◆ **What the task asks**
Transcribe the records that follow in their entirety, omitting any pictures.

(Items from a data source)

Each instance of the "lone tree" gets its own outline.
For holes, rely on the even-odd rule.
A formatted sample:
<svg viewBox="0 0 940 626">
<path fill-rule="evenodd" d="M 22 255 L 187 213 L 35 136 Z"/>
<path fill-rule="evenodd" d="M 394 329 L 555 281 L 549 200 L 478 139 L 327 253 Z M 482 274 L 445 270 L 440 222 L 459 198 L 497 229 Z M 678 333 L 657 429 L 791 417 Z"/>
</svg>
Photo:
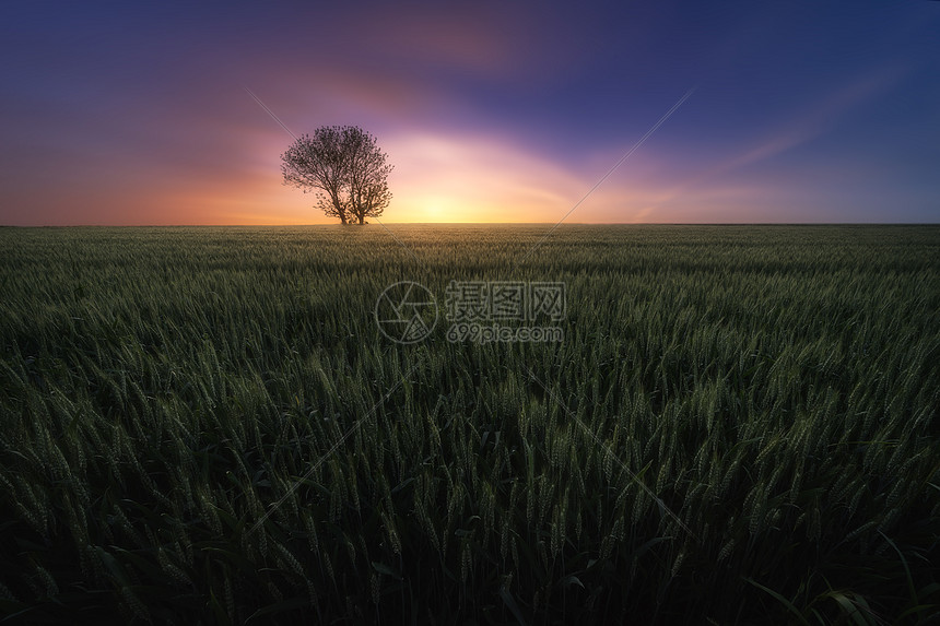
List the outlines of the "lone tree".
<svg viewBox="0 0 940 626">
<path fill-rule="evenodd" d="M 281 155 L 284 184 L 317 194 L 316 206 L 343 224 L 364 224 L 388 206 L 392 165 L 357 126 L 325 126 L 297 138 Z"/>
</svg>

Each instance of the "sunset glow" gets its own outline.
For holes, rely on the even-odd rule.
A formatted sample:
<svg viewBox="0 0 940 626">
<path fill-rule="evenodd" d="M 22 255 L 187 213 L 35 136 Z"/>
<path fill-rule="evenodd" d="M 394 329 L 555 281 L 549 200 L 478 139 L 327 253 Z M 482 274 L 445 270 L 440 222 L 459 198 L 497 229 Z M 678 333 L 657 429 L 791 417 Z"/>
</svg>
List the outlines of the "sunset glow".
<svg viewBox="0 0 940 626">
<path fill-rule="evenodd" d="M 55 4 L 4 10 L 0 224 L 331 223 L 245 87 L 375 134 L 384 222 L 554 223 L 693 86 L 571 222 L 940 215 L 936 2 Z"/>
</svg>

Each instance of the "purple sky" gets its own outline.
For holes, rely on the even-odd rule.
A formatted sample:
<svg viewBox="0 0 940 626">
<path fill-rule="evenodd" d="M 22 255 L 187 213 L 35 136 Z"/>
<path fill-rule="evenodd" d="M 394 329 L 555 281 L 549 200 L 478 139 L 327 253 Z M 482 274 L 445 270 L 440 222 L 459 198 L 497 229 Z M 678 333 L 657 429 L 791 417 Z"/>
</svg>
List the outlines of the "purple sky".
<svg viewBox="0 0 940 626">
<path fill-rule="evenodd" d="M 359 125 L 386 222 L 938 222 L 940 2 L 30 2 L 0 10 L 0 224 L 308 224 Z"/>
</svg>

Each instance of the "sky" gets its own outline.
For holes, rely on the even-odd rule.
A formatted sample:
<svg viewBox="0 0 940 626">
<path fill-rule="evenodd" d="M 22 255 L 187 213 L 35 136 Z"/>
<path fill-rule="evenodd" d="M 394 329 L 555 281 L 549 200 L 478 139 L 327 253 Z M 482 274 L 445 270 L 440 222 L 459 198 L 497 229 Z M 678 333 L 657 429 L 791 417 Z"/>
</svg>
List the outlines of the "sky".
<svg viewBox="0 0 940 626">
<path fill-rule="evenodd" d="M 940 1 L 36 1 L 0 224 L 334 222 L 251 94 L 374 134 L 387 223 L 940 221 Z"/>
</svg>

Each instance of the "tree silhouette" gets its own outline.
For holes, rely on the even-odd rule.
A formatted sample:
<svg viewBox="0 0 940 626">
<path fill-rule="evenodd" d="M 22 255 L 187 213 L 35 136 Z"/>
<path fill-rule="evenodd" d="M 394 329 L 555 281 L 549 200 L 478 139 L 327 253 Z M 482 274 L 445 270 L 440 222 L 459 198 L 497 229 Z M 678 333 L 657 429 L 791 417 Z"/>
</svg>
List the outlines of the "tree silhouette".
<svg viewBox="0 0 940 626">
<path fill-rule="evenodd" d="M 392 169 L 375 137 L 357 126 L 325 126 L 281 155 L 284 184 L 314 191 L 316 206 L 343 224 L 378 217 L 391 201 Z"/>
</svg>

◆ **Finished answer**
Each instance of the "lone tree" gets its own outline.
For holes, rely on the even-odd rule.
A formatted sample:
<svg viewBox="0 0 940 626">
<path fill-rule="evenodd" d="M 22 255 L 187 213 L 35 136 Z"/>
<path fill-rule="evenodd" d="M 394 329 L 555 281 L 549 200 L 478 139 L 327 253 Z M 482 274 L 445 270 L 440 222 L 459 198 L 497 229 Z M 678 333 L 657 429 L 791 417 Z"/>
</svg>
Photo:
List the outlines of the "lone tree".
<svg viewBox="0 0 940 626">
<path fill-rule="evenodd" d="M 281 155 L 284 184 L 317 194 L 316 206 L 343 224 L 364 224 L 388 206 L 392 165 L 357 126 L 325 126 L 297 138 Z"/>
</svg>

Each instance of the "sunset glow" gets its own outline.
For holes, rely on the even-odd rule.
A formatted sample:
<svg viewBox="0 0 940 626">
<path fill-rule="evenodd" d="M 22 255 L 187 213 L 35 136 Z"/>
<path fill-rule="evenodd" d="M 394 329 L 555 281 L 549 200 L 478 139 L 327 253 Z M 482 274 L 445 270 L 440 222 L 459 198 L 497 229 Z M 678 333 L 657 429 L 791 417 Z"/>
</svg>
List the outlines of the "sunset glow".
<svg viewBox="0 0 940 626">
<path fill-rule="evenodd" d="M 55 4 L 4 10 L 0 224 L 331 223 L 245 87 L 375 134 L 384 222 L 554 223 L 693 86 L 571 222 L 940 215 L 936 2 Z"/>
</svg>

Each instance of the "purple sky" gets its own outline.
For holes, rely on the even-odd rule.
A formatted sample:
<svg viewBox="0 0 940 626">
<path fill-rule="evenodd" d="M 22 255 L 187 213 L 35 136 Z"/>
<path fill-rule="evenodd" d="M 394 329 L 555 281 L 549 200 L 478 139 L 327 253 Z M 482 274 L 445 270 L 440 222 L 459 198 L 497 229 Z M 678 333 L 657 429 L 791 417 Z"/>
</svg>
List the outlines of the "purple sky".
<svg viewBox="0 0 940 626">
<path fill-rule="evenodd" d="M 359 125 L 386 222 L 938 222 L 940 2 L 30 2 L 0 10 L 0 224 L 308 224 Z"/>
</svg>

Each instance of the "sky" gets its own outline.
For holes, rely on the even-odd rule.
A formatted sample:
<svg viewBox="0 0 940 626">
<path fill-rule="evenodd" d="M 22 255 L 187 213 L 35 136 Z"/>
<path fill-rule="evenodd" d="M 394 329 L 555 281 L 549 200 L 478 139 L 327 253 Z M 482 274 L 445 270 L 440 222 L 459 198 L 497 229 Z M 678 333 L 657 429 L 791 417 Z"/>
</svg>
List the outlines of the "sky".
<svg viewBox="0 0 940 626">
<path fill-rule="evenodd" d="M 940 1 L 36 1 L 0 224 L 334 222 L 251 94 L 374 134 L 387 223 L 940 221 Z"/>
</svg>

Each instance of the "tree silhouette" gets its own outline.
For holes, rely on the even-odd rule.
A formatted sample:
<svg viewBox="0 0 940 626">
<path fill-rule="evenodd" d="M 22 255 L 187 213 L 35 136 Z"/>
<path fill-rule="evenodd" d="M 394 329 L 555 281 L 549 200 L 478 139 L 327 253 Z M 482 274 L 445 270 L 440 222 L 459 198 L 497 229 Z M 678 333 L 657 429 L 791 417 Z"/>
</svg>
List the outlines of the "tree silhouette".
<svg viewBox="0 0 940 626">
<path fill-rule="evenodd" d="M 392 169 L 375 137 L 357 126 L 325 126 L 281 155 L 284 184 L 314 191 L 316 206 L 343 224 L 378 217 L 391 201 Z"/>
</svg>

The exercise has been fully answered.